• THE TASK: Down to the final line, return the records unchanged.

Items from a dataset
* * * * * * *

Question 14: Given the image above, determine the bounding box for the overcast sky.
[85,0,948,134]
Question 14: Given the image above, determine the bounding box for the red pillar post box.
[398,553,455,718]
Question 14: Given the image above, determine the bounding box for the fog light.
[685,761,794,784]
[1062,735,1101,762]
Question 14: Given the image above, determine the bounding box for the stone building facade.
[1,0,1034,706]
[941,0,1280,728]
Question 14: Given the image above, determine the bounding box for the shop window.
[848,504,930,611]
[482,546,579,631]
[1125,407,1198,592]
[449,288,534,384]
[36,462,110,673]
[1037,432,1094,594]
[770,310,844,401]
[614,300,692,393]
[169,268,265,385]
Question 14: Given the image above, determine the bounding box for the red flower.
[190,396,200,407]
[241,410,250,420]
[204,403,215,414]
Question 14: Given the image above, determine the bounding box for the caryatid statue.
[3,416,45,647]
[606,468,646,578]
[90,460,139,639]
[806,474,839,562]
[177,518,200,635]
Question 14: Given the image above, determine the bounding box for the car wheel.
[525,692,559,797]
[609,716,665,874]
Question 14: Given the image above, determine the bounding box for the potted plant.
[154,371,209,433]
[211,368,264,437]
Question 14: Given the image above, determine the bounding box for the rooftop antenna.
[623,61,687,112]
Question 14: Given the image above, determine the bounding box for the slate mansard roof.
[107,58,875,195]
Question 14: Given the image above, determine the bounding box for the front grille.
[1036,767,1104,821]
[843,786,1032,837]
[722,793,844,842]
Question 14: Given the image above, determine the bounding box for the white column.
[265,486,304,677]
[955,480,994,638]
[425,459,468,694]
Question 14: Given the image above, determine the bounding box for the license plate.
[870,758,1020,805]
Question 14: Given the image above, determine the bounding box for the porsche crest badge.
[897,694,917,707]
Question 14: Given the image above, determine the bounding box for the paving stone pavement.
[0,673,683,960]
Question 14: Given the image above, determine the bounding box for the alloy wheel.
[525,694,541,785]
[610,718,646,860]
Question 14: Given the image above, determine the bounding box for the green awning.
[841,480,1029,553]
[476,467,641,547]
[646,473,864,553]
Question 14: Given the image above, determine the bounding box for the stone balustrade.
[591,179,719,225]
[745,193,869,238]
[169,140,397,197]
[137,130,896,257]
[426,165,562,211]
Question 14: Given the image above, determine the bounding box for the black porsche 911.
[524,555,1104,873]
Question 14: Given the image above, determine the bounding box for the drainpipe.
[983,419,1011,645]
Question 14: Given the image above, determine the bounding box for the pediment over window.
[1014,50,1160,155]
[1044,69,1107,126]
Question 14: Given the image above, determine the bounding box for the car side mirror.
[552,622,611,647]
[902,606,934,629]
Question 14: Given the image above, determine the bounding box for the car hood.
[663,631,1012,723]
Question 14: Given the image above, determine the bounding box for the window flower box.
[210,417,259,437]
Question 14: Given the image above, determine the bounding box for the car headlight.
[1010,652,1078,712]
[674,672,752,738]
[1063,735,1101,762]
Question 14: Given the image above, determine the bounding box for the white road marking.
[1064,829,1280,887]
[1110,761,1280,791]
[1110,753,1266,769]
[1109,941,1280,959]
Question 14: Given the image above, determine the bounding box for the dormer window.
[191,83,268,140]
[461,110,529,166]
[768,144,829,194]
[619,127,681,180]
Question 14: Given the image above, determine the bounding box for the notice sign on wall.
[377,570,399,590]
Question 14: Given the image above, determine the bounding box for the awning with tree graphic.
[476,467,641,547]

* * * * * * *

• EXPECTED ANSWER:
Question 14: Given the image above, determine the bounding box for the overcast sky.
[85,0,948,134]
Question 14: Given the image above, determine the bounding box for the red pillar post box.
[398,553,455,718]
Question 14: Given the image above, determine the bounding box for the fog light.
[685,761,794,784]
[1062,735,1101,762]
Question 14: Given the image above, determine the bounding box for the stone building facade.
[1,0,1034,706]
[941,0,1280,728]
Question 14: Given the image above, determine the bounding box for the shop window.
[848,504,930,611]
[482,546,579,631]
[1125,407,1198,592]
[449,288,534,384]
[36,462,110,673]
[1037,432,1094,594]
[770,310,844,401]
[614,300,692,393]
[169,268,265,385]
Question 14: Given the image above, determine the bounding box for the red flower.
[190,396,200,407]
[241,410,250,420]
[204,403,215,414]
Question 14: Given the image above, determine the bounding box for the caryatid statue.
[3,416,45,647]
[606,468,646,578]
[90,460,139,639]
[806,474,839,562]
[177,518,200,635]
Question 14: Given the image above, determine the bounding box for the car wheel.
[525,692,559,797]
[609,716,665,874]
Question 14: Given the image above, determine the bounding box for the potted plant.
[154,371,209,433]
[211,368,264,437]
Question 14: Given the image above, determine the bounding box for the rooftop antenna.
[623,61,687,112]
Question 14: Given the image above, determine the bounding box for the slate mansard roof.
[107,58,875,195]
Question 14: Given the image above, determine the bounding box for the front grille.
[1036,767,1104,821]
[843,786,1032,837]
[722,793,844,842]
Question 14: Given the image above, determine the bounding box for the white column.
[265,486,304,677]
[955,480,994,638]
[425,459,468,694]
Question 14: Given the image above, determine the bounding box for the license plate.
[870,758,1020,805]
Question 14: Given the image above, determine the bounding box for the porsche crest badge.
[897,694,917,707]
Question 14: Given the image above, determine the bounding box for the paving stone pavement.
[0,673,683,960]
Question 14: Given the image above, determine the bounding box for the alloy wheel.
[525,694,541,785]
[610,718,646,860]
Question 14: Given the image above, determine the bounding box for the green awning.
[841,480,1029,553]
[476,467,641,547]
[646,473,864,553]
Question 14: Given the image above, determine the bounding box for the stone balustrade.
[591,179,719,225]
[745,193,869,238]
[169,140,397,197]
[137,130,896,257]
[426,165,562,211]
Question 14: Given the image above, determine the bounding box for the black porsche 911.
[524,555,1104,873]
Question 14: Given the image above, determine the bounding box for the drainpipe.
[983,419,1011,645]
Question 14: Given the image above, determine the bounding box for the pediment over window.
[1014,50,1160,155]
[1044,69,1107,126]
Question 14: Given the image above, determine the bounding box for the car side mirror.
[552,622,611,647]
[902,606,934,629]
Question 14: Given the image above, determine the bounding box for the car hood.
[663,631,1012,723]
Question 14: Given the image above, determine the bounding box for the window flower box.
[210,417,259,437]
Question 14: Given the image above, determine the bounding box for the car headlight.
[1010,652,1078,712]
[674,672,752,738]
[1063,735,1101,762]
Question 14: Given the image above, determine the bounding box for the white road marking.
[1064,829,1280,887]
[1110,761,1280,791]
[1110,753,1266,769]
[1109,941,1280,959]
Question 14: Given the image above, determine the bounding box for the dormer window.
[191,83,268,140]
[461,110,529,166]
[768,144,829,194]
[619,127,681,180]
Question 14: Given the image above, determine the bounding box for the notice sign on wall.
[377,570,399,590]
Question 14: Given the image above, determine the bounding box for the awning with tree graphic.
[476,467,641,547]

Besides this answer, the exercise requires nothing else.